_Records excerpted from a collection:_
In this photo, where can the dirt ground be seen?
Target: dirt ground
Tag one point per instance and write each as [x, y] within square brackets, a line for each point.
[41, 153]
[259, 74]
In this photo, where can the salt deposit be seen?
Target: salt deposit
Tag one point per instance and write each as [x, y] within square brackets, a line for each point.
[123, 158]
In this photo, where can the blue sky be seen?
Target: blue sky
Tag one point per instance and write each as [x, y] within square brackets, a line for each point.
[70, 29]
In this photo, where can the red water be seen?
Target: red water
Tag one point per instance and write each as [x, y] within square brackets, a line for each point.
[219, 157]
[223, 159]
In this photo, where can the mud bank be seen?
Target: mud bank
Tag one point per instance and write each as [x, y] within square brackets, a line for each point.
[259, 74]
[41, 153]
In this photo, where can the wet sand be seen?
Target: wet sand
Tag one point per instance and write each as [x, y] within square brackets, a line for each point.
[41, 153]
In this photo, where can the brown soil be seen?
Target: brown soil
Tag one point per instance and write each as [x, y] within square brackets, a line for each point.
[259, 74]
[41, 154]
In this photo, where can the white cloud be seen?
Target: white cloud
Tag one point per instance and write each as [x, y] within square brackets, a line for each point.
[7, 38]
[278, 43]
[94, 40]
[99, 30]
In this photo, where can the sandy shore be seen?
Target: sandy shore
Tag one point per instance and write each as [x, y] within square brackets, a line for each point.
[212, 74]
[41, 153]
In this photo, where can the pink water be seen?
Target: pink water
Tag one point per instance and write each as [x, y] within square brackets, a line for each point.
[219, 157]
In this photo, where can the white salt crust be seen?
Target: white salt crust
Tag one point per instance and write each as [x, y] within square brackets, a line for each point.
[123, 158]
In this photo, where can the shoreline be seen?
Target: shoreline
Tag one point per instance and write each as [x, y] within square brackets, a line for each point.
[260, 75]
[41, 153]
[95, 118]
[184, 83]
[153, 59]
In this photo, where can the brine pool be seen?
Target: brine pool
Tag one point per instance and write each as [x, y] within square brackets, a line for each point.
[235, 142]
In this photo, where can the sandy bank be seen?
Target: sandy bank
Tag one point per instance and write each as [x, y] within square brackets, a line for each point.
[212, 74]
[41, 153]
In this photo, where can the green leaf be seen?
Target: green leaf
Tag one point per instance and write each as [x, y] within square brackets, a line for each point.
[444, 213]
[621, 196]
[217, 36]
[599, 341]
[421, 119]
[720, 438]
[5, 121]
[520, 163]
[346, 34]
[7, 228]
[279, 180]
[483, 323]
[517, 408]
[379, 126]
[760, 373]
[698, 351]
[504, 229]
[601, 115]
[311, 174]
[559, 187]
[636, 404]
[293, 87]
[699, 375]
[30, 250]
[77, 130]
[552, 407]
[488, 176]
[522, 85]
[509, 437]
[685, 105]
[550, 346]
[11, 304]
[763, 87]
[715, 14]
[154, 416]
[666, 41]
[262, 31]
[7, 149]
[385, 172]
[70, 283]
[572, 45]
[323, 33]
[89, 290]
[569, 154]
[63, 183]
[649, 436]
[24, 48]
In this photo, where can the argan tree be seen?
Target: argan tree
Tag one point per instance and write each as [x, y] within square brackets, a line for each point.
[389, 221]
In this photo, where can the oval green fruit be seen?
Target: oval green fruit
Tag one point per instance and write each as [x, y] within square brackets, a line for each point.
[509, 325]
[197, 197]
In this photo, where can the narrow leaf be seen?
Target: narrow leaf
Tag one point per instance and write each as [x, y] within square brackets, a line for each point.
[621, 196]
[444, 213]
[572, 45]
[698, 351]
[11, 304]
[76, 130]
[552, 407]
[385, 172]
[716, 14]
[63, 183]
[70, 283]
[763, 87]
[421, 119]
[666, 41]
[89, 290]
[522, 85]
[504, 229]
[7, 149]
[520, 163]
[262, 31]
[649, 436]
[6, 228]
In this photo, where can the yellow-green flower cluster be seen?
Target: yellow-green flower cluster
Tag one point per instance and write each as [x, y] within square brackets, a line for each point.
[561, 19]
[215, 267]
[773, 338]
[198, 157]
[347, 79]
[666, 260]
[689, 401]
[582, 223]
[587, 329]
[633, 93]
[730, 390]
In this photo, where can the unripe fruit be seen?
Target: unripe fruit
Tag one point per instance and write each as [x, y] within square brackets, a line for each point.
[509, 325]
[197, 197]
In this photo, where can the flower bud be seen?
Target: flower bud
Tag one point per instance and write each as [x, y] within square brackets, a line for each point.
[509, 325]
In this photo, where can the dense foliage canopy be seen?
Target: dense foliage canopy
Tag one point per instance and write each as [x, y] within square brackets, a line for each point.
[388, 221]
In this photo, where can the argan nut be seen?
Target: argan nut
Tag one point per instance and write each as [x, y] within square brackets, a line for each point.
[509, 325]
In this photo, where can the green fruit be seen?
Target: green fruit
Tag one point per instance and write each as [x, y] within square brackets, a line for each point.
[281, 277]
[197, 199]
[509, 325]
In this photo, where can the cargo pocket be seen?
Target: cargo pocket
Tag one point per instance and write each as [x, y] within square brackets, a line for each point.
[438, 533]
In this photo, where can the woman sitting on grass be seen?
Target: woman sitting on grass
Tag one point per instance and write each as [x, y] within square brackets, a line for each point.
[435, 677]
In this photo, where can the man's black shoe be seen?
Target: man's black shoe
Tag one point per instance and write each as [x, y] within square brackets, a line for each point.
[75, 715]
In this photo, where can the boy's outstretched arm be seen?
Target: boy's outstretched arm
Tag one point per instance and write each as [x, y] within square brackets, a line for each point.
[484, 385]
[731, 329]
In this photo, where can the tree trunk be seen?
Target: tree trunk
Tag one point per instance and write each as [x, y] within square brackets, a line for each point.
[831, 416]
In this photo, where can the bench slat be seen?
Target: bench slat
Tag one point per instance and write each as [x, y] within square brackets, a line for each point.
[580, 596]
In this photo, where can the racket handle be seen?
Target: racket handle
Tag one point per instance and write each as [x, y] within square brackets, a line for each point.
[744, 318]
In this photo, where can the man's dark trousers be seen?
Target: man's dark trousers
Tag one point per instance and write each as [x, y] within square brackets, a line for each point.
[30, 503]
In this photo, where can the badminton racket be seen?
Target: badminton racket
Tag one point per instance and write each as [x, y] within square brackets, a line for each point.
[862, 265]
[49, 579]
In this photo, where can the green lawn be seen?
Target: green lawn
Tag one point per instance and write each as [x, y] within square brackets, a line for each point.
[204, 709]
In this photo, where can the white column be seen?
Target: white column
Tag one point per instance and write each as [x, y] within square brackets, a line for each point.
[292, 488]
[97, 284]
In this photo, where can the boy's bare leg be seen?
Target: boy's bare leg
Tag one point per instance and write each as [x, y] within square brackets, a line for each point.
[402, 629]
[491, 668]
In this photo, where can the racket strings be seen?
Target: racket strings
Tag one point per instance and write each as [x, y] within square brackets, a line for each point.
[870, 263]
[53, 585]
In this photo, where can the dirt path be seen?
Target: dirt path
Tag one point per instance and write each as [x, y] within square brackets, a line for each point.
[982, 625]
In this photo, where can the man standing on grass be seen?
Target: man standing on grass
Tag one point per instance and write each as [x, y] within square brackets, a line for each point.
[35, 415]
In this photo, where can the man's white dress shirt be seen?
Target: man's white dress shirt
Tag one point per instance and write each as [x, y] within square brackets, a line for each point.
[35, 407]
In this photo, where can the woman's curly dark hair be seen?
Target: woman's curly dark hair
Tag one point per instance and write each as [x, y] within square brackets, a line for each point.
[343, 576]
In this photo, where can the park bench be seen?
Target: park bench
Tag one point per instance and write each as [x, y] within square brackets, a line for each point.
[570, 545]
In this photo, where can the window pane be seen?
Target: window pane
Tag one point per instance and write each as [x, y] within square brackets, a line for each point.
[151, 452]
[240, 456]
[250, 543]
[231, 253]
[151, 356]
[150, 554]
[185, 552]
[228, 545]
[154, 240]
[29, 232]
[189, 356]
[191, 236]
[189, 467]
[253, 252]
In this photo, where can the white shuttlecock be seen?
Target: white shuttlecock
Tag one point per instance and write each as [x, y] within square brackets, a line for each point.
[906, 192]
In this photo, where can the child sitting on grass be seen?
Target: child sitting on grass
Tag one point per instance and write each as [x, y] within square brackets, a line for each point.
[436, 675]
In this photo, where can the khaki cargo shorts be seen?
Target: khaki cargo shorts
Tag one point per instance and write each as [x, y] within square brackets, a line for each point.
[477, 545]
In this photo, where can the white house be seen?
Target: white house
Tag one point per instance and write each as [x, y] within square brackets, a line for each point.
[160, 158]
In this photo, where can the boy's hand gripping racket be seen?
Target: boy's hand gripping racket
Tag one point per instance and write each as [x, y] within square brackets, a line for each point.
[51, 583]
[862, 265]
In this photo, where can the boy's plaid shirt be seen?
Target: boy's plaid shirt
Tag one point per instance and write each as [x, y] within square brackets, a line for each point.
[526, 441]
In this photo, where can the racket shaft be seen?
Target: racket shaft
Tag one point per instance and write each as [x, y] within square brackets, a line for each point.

_What to produce:_
Check each line above for "hair" and return the ones that have it.

_Response area:_
In this photo, where can the woman's curly dark hair be seen?
Target: woman's curly dark hair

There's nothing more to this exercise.